Records>
----------

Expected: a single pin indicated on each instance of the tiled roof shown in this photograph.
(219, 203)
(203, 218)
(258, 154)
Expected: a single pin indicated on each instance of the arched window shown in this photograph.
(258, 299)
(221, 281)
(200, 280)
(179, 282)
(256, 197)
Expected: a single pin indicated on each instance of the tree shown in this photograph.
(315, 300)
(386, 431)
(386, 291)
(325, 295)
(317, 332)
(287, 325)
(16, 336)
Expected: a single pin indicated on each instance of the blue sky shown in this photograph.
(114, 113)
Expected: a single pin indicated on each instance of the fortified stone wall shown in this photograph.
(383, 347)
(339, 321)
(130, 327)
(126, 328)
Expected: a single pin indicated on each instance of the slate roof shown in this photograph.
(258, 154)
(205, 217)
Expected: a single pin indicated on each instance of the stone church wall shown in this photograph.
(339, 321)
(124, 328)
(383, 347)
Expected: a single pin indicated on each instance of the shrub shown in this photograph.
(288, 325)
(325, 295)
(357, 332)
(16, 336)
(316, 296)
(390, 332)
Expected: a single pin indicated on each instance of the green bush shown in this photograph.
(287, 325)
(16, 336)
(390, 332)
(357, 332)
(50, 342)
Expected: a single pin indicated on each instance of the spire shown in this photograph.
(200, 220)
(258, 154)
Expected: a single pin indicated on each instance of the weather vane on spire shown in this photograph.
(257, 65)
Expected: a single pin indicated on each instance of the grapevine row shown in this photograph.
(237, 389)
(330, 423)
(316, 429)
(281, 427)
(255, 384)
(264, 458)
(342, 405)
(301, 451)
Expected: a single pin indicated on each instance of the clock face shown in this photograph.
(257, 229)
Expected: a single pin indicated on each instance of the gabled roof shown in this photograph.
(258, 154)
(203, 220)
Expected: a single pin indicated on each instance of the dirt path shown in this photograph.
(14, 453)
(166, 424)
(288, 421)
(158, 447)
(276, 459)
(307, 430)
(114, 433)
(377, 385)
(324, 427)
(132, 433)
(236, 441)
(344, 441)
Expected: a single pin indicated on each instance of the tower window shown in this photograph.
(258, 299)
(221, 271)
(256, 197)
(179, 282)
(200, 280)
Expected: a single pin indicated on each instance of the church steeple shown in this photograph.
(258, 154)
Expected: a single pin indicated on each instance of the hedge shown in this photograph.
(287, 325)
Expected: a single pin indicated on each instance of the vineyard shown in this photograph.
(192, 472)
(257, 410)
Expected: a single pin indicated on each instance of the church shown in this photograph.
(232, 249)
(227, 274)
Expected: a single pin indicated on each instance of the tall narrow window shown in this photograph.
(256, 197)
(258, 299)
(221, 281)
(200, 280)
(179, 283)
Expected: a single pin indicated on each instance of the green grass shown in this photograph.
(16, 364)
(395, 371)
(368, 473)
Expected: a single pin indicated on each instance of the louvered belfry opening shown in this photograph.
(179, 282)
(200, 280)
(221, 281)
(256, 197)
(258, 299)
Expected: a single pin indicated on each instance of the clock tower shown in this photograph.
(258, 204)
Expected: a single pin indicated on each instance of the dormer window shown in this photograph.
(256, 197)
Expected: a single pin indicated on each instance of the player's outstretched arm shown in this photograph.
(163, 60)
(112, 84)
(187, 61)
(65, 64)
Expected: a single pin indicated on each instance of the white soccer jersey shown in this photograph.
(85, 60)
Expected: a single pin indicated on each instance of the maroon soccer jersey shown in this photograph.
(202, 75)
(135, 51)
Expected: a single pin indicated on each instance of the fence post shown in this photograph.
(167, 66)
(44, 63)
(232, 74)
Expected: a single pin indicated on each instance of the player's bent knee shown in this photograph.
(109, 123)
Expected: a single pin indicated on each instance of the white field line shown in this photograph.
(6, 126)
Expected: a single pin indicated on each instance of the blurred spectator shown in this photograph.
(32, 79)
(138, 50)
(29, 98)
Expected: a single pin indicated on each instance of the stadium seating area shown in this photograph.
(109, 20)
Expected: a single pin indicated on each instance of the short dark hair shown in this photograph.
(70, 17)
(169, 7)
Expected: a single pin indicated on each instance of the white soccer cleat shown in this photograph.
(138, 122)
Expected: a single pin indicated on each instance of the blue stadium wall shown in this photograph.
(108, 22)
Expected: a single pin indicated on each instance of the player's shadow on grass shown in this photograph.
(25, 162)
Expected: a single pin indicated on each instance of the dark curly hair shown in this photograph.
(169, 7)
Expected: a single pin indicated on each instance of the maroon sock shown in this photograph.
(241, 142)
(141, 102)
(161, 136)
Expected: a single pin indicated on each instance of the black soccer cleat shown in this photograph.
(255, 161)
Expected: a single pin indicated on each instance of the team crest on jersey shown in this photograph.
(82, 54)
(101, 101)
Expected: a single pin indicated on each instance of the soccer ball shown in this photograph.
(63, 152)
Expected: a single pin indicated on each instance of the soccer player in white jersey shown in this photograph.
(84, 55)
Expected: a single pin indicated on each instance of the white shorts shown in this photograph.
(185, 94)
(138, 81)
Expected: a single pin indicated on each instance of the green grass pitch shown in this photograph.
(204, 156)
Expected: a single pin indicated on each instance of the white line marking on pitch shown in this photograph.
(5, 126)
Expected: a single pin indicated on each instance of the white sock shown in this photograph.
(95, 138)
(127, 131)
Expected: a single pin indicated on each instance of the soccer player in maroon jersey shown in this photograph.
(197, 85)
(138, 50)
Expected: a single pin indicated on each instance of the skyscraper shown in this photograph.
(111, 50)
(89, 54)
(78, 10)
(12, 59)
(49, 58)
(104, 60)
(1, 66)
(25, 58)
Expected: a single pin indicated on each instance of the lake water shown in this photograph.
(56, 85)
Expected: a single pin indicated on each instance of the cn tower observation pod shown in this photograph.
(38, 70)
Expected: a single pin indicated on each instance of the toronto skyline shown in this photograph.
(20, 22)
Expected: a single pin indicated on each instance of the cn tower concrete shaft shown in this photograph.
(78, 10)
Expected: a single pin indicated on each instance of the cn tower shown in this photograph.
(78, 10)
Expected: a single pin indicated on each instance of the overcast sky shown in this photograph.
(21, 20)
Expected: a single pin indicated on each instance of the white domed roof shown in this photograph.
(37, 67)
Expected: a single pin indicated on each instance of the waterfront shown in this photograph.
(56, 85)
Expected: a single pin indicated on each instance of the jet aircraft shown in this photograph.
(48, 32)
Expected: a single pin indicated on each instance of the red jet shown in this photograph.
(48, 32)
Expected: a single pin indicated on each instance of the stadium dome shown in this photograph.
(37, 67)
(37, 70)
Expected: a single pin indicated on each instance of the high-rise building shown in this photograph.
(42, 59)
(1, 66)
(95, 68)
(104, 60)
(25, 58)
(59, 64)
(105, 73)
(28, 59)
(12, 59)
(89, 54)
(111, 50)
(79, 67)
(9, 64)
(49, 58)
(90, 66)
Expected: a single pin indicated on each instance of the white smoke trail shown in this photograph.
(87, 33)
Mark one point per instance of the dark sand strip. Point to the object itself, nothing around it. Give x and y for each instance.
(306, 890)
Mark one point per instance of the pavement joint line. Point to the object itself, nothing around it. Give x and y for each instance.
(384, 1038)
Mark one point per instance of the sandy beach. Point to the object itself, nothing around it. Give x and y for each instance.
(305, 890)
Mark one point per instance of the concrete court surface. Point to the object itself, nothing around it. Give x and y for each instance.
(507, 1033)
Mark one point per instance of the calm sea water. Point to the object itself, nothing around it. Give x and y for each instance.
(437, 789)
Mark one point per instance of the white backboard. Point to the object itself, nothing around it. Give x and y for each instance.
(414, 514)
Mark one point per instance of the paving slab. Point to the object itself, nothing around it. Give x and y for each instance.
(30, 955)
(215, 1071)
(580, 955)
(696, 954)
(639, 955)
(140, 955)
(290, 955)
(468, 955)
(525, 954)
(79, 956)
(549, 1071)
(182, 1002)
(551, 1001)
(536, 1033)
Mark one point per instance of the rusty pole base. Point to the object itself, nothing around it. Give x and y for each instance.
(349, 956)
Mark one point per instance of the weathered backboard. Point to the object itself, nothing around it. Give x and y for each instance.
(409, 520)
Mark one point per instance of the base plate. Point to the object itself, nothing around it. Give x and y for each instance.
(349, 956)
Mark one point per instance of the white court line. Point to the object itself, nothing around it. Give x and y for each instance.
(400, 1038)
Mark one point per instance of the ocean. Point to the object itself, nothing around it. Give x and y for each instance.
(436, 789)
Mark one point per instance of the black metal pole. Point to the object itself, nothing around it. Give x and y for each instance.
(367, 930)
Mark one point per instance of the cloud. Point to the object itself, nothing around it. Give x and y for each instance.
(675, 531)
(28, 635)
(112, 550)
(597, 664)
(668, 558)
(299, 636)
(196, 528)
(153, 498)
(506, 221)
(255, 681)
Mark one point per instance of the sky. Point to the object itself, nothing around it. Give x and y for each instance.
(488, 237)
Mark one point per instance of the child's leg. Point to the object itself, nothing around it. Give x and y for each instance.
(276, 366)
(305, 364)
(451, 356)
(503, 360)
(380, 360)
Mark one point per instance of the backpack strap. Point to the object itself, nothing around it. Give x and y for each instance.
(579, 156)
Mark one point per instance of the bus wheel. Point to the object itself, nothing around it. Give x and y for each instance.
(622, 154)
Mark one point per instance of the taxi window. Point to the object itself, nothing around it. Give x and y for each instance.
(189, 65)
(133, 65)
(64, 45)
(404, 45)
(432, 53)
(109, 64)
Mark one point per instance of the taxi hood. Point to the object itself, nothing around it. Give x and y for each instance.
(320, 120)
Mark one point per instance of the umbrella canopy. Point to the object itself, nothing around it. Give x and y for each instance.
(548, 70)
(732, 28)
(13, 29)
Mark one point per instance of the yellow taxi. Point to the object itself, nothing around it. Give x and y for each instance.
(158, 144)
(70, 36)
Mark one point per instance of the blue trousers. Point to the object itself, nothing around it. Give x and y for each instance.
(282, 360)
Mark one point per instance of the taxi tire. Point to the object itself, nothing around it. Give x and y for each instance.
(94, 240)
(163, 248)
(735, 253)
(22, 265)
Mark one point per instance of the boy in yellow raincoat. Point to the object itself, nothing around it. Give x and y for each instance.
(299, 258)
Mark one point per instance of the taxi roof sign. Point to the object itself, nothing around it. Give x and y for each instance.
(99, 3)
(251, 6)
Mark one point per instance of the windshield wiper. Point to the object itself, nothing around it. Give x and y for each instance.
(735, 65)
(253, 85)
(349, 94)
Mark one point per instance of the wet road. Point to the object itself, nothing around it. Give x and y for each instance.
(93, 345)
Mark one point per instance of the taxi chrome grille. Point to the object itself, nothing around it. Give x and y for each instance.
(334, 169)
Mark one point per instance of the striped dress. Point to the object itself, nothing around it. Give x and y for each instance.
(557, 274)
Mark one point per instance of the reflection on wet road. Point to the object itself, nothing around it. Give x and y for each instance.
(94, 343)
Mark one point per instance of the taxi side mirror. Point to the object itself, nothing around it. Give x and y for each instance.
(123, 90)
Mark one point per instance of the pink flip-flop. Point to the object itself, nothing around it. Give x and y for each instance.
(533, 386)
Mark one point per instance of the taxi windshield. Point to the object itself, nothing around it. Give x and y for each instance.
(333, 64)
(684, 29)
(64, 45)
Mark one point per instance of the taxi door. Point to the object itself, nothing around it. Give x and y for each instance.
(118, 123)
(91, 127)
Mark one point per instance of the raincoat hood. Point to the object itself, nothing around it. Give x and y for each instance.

----------

What is needed is an exact retyping of every line from the one containing "Mark one point per instance of the reflection" through the final line of the entries, and only those lines.

Mark one point per instance of the reflection on wet road. Point to the object itself, nothing around it. Give x and y for each instance.
(94, 343)
Mark one point per instance of the taxi side mirror. Point to the object itself, nothing around it. Give x and y for each instance.
(123, 90)
Mark one point per instance of the pink flip-flop. Point to the object itself, nothing around it. Give x and y for each instance.
(533, 386)
Mark one point per instance of the taxi windshield. Point to the object itself, nothing around it. Give x and y for each instance.
(333, 64)
(684, 29)
(64, 45)
Mark one point per instance of the taxi door. Point to the object itself, nothing around it. Give x and y for each instance.
(118, 123)
(91, 127)
Mark one point per instance of the raincoat hood. Point to the object itself, nothing around it. Give x and y for each instance.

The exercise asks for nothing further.